* DOCUMENT EXTRACT
# Power Out, Standby Running: When should I turn off the standby and when to crank up the portable?



## VelvetFoot (Nov 11, 2019)

Power has been out for about an hour and half (since 6:30). 
Not huge outage numbers. No projection yet from the utility. Still blowing snow. 
The standby (Generac 22kw) started up and is powering the house like nothing happened.

Factors to shut down the generator:
-It's new and I'd like to keep it under 25 hours so I don't have to change the break-in oil during the winter.
-Propane is expensive
-Wear and tear

Factors to keep it running:
-Laziness
-Outages not hugely widespread, but weather conditions will slow crews
-Still snowing some and blowing like crazy, don't have a cover for portable
-The little woman

I'm thinking about running some water in the tub, do the usual morning stuff, and then shut it down.


----------



## OrlyP (Oct 19, 2021)

My take is, it's your prerogative how you use your generator. You can certainly turn it off if you feel that it's being underutilized. To a great extent, I'm sure you bought the standby generator for the convenience. That could either be due to the idea that everything runs autonomously during an outage, as well as being able to power everything in your home.

However, convenience does has its price.


----------



## Bulldogger (Feb 19, 2021)

I'd let it run. Standbys are expensive to install and typically don't get used much. Use it when the power is out for as long as it is out. That simple for me. I would not be worried about what you need to do later. Good idea to change break-in oil after some usage regardless of hours.


----------



## ToolLover (Jan 13, 2020)

* RECORDED INFORMATION

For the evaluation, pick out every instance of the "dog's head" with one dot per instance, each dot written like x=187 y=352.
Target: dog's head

* EXERCISE DETAILS
In the forum thread on standby generators, how many hours does VelvetFoot want to keep the new standby generator under, and why?

* TASK SOLUTION
VelvetFoot wants to keep it under 25 hours to avoid changing the break-in oil during the winter.